[[ Information provided, beginning ]]

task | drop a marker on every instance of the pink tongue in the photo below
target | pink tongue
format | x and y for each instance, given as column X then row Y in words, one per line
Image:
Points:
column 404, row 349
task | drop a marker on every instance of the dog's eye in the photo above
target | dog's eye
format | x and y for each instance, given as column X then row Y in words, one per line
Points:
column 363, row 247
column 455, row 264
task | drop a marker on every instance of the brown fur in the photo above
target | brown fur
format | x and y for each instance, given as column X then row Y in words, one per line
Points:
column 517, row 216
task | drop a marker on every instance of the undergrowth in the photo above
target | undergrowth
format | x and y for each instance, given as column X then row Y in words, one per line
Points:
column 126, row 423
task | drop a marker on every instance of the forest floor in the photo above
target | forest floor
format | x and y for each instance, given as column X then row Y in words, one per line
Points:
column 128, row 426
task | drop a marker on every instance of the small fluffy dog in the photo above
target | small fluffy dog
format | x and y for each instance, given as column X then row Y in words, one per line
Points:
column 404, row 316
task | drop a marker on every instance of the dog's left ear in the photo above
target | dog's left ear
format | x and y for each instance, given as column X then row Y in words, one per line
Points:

[[ Information provided, end ]]

• Requirement:
Reproduce all of the records, keeping every character unchanged.

• Response:
task | drop a marker on every instance of the pink tongue in the photo below
target | pink tongue
format | x and y for each instance, given as column X then row Y in words, one per line
Image:
Points:
column 404, row 349
task | drop a marker on every instance of the dog's eye in the photo above
target | dog's eye
format | x and y for each instance, given as column X then row Y in words, one per line
Points:
column 363, row 247
column 455, row 264
task | drop a marker on every instance of the brown fur in the photo above
target | brown fur
format | x and y for each instance, given as column X then row Y in words, one per line
Points:
column 517, row 216
task | drop a marker on every instance of the undergrowth in the photo above
target | undergrowth
format | x and y for each instance, given as column X then row Y in words, one per line
Points:
column 126, row 423
task | drop a marker on every instance of the forest floor in the photo above
target | forest floor
format | x and y for each instance, given as column X then row Y in words, one per line
Points:
column 128, row 426
task | drop a marker on every instance of the small fluffy dog in the photo above
target | small fluffy dog
format | x and y for each instance, given as column X then row Y in words, one per line
Points:
column 404, row 316
task | drop a marker on every instance of the dog's left ear in the photo above
target | dog's left ear
format | x and y for each instance, given as column X then row Y in words, one per line
Points:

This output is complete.